- What you have to do: Repeat every entry exactly as given.

- Records supplied:
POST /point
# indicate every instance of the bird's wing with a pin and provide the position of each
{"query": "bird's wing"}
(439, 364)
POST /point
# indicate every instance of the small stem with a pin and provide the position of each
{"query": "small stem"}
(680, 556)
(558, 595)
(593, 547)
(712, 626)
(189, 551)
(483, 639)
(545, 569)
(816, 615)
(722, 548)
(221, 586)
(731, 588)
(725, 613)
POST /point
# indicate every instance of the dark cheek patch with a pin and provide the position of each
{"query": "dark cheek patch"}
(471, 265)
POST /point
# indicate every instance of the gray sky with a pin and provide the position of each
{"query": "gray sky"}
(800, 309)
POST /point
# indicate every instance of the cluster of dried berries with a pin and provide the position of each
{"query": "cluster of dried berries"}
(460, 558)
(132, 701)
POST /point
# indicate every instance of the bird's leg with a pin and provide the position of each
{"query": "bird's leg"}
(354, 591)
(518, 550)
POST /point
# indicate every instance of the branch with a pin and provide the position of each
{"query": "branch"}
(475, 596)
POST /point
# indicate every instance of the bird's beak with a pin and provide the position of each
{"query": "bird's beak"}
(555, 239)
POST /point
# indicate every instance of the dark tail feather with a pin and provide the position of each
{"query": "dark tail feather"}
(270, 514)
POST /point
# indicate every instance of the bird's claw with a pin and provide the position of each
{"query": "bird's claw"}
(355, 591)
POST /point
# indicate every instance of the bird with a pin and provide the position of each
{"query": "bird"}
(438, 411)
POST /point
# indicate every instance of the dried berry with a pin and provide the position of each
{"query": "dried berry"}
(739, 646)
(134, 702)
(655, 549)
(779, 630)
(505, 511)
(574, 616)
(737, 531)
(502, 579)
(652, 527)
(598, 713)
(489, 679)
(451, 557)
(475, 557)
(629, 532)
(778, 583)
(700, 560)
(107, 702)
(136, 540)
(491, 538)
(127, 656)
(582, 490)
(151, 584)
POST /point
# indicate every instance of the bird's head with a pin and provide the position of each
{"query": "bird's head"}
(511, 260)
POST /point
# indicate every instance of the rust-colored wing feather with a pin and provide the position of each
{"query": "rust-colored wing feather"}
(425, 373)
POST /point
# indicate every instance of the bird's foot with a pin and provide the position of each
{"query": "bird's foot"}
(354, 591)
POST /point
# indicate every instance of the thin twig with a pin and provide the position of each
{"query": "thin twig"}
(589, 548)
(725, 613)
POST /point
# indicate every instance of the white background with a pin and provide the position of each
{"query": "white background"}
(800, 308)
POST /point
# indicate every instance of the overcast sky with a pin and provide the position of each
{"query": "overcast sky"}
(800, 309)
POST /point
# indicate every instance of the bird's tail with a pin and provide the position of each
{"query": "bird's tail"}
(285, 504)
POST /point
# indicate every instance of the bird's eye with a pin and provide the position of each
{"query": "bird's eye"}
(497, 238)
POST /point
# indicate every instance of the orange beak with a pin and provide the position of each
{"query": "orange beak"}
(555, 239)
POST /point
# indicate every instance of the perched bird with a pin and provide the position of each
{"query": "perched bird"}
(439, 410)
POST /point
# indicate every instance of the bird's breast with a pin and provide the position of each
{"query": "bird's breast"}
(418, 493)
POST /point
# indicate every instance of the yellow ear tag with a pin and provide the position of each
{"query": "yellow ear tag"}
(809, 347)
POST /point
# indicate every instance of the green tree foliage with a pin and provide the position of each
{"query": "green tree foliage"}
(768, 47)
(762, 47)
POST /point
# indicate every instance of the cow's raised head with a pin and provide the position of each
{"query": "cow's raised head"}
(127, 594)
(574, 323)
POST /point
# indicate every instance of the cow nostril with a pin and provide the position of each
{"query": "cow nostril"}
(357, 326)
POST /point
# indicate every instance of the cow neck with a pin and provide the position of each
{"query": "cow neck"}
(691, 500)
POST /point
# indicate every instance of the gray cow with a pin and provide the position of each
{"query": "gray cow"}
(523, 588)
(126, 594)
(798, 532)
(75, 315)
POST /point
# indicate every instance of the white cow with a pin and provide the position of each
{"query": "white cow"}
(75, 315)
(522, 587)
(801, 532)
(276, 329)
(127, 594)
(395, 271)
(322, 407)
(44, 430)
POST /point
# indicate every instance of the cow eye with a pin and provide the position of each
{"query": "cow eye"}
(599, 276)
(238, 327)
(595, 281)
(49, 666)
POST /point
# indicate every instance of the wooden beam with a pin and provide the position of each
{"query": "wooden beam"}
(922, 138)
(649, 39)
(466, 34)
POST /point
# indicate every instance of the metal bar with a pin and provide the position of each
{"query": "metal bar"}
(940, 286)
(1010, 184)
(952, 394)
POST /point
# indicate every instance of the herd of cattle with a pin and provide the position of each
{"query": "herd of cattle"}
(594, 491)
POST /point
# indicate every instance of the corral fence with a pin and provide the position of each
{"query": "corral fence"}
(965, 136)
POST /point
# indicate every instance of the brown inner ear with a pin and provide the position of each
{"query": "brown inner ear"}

- Reply:
POST /point
# indicate every instance of the bird's wing with a pin and provide the position of each
{"query": "bird's wing"}
(439, 364)
POST /point
# indicate every instance of the small stem with a pin and provide the position of each
{"query": "small stem"}
(680, 556)
(558, 595)
(593, 547)
(712, 626)
(189, 551)
(483, 639)
(545, 569)
(816, 615)
(722, 548)
(221, 586)
(731, 588)
(725, 613)
POST /point
# indicate every instance of the dark cheek patch with a pin and provide the position of each
{"query": "dark cheek patch"}
(471, 265)
POST /point
# indicate every instance of the gray sky with a pin and provide the position of each
{"query": "gray sky"}
(800, 309)
POST /point
# indicate every instance of the cluster of dried berries with a pin and provide the position of each
{"query": "cluster of dried berries"}
(460, 558)
(132, 701)
POST /point
# indicate every instance of the bird's leg with a pin and provide the position of each
{"query": "bird's leg"}
(354, 591)
(518, 550)
POST /point
# indicate every instance of the branch with a pin and provide the position of each
{"query": "branch"}
(475, 596)
POST /point
# indicate every instance of the bird's beak with a pin and provide the position of each
{"query": "bird's beak"}
(555, 239)
POST /point
# indicate every instance of the dark tail feather with a pin and provide the position of each
{"query": "dark tail feather"}
(270, 514)
POST /point
# indicate every instance of the bird's claw with a pin and provide the position of each
{"query": "bird's claw"}
(355, 591)
POST /point
# indicate every instance of the bird with a pin and provide the position of each
{"query": "bird"}
(438, 411)
POST /point
# indicate every instance of the dried berry with a pin and provide the position of each
{"query": "dried berry"}
(739, 646)
(134, 702)
(655, 549)
(779, 630)
(505, 511)
(574, 616)
(737, 531)
(502, 579)
(652, 527)
(598, 713)
(489, 679)
(451, 557)
(475, 557)
(629, 532)
(778, 583)
(700, 560)
(107, 702)
(136, 540)
(491, 538)
(127, 656)
(582, 490)
(151, 584)
POST /point
# indicate every instance of the bird's head with a pin and provide the position of each
{"query": "bird's head"}
(511, 260)
POST /point
# indicate every instance of the rust-colored wing feather with a pin and provide the position of each
{"query": "rust-colored wing feather"}
(425, 373)
POST /point
# indicate every instance of the bird's foot with a pin and provide the position of each
{"query": "bird's foot"}
(354, 591)
POST /point
# indicate every instance of the thin twig with a pin and provide the position of each
{"query": "thin twig"}
(589, 548)
(725, 613)
POST /point
# indicate every instance of the white background with a pin and provide the position of each
{"query": "white background"}
(800, 308)
POST /point
# indicate every instance of the overcast sky with a pin and provide the position of each
{"query": "overcast sky"}
(800, 309)
POST /point
# indicate every instance of the bird's tail with a pin and provide the position of each
{"query": "bird's tail"}
(285, 504)
POST /point
# indicate every instance of the bird's eye with a pin and provide the position of each
{"query": "bird's eye"}
(497, 238)
POST /point
# indicate every instance of the orange beak with a pin and provide the position of each
{"query": "orange beak"}
(555, 239)
POST /point
# indicate every instance of the perched bird with a pin and provide the position of each
{"query": "perched bird"}
(439, 410)
POST /point
# indicate every instance of the bird's breast with a pin and provide the position of each
{"query": "bird's breast"}
(418, 493)
POST /point
# indicate every instance of the yellow ear tag with a pin and provide the position of each
{"query": "yellow ear tag"}
(809, 347)
POST /point
# indicate every instance of the green tree foliage with a pin and provide the position of each
{"query": "green tree foliage"}
(768, 47)
(762, 47)
POST /point
# indicate every instance of the cow's raised head with a pin and provide the position of each
{"query": "cow's raised head"}
(127, 594)
(574, 323)
POST /point
# indicate every instance of the cow nostril with a pin and provide the position of each
{"query": "cow nostril"}
(357, 326)
POST /point
# indicate every instance of the cow neck with a pin and provide the position of each
{"query": "cow neck"}
(691, 500)
POST /point
# indicate every instance of the gray cow with a pin and provide the position of each
{"query": "gray cow"}
(523, 588)
(126, 594)
(798, 532)
(75, 315)
POST /point
# indicate every instance of the white cow with a pin and provide the position of each
{"query": "white cow"}
(75, 315)
(522, 587)
(801, 532)
(276, 329)
(127, 594)
(395, 271)
(322, 407)
(44, 430)
POST /point
# indicate every instance of the cow eye with a pin and provide the position of each
{"query": "cow eye"}
(599, 276)
(238, 327)
(595, 281)
(49, 666)
POST /point
# indicate every instance of the wooden beam with a pin and provide the position of each
{"query": "wooden beam"}
(922, 138)
(649, 39)
(466, 34)
POST /point
# indicate every instance of the metal bar with a pin and provide the position of each
{"query": "metal bar"}
(940, 286)
(1010, 184)
(952, 394)
POST /point
# indicate every instance of the herd of cattle with a pin and provide the position of each
{"query": "herd of cattle"}
(594, 491)
POST /point
# indicate every instance of the corral fence with a pin and provide the position of each
{"query": "corral fence"}
(965, 136)
POST /point
# indicate every instance of the brown inner ear with a pin and provide the position of each
{"query": "brown inner ear"}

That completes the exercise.